WRITTEN PROBLEM A
Can you repeat a passage from the article on the Wal-Mart discrimination suit word for word, starting at "She never heard" and ending at "billions of dollars."?
WRITTEN PROBLEM B
Which people does the article on the Wal-Mart discrimination suit mention by name?

TEXT PROVIDED

But Kwapnoski says she faced obstacles at Wal-Mart-owned Sam's Club stores in both Missouri and California: Men making more than women and getting promoted faster.
She never heard a supervisor tell a man, as she says one told her, to "doll up" or "blow the cobwebs off" her make-up.
Once she got over the fear that she might be fired, she joined what has turned into the largest job discrimination lawsuit ever.
The 46-year-old single mother of two is one of the named plaintiffs in a suit that will be argued at the Supreme Court on Tuesday. At stake is whether the suit can go forward as a class action that could involve 500,000 to 1.6 million women, according to varying estimates, and potentially could cost the world's largest retailer billions of dollars.
But the case's potential importance issue goes well beyond the Wal-Mart dispute, as evidenced by more than two dozen briefs filed by business interests on Wal-Mart's side, and civil rights, consumer and union groups on the other.
The question is crucial to the viability of discrimination claims, which become powerful vehicles to force change when they are presented together, instead of individually. Class actions increase pressure on businesses to settle suits because of the cost of defending them and the potential for very large judgments.
Columbia University law professor John Coffee said that the high court could bring a virtual end to employment discrimination class actions filed under Title VII of the Civil Rights Act of 1964, depending on how it decides the Wal-Mart case.
"Litigation brought by individuals under Title VII is just too costly," Coffee said. "It's either class action or nothing."
Illustrating the value of class actions, Brad Seligman, the California-based lawyer who conceived of and filed the suit 10 years ago, said the average salary for a woman at Wal-Mart was $13,000, about $1,100 more than the average for a man, when the case began. "That's hugely significant if you're making $13,000 a year, but not enough to hire a lawyer and bring a case."
The company has fought the suit every step of the way, Seligman said, because it is the "biggest litigation threat Wal-Mart has ever faced."
A trial judge and the federal appeals court in San Francisco, over a fierce dissent, said the suit could go forward.
But Wal-Mart wants the high court to stop the suit in its tracks. The company argues it includes too many women with too many different positions in its 3,400 stores across the country. Wal-Mart says its policies prohibit discrimination and that most management decisions are made at the store and regional levels, not at its Bentonville, Ark., headquarters.
Theodore J. Boutrous, Wal-Mart's California-based lawyer, said there is no evidence that women are poorly treated at Wal-Mart. "The evidence is the contrary of that," Boutrous said.
The company is not conceding that any woman has faced discrimination, but says that if any allegations are proven, they are isolated. "People will make errors," said Gisel Ruiz, Wal-Mart's executive vice president for people, as the company calls its human resources unit. "People are people."

RAW DATA
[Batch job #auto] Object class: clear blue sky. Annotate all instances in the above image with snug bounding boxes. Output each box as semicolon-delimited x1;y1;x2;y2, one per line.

FINAL ANSWER A
She never heard a supervisor tell a man, as she says one told her, to "doll up" or "blow the cobwebs off" her make-up.
Once she got over the fear that she might be fired, she joined what has turned into the largest job discrimination lawsuit ever.
The 46-year-old single mother of two is one of the named plaintiffs in a suit that will be argued at the Supreme Court on Tuesday. At stake is whether the suit can go forward as a class action that could involve 500,000 to 1.6 million women, according to varying estimates, and potentially could cost the world's largest retailer billions of dollars.

FINAL ANSWER B
- Kwapnoski
- John Coffee
- Brad Seligman
- Theodore J. Boutrous
- Gisel Ruiz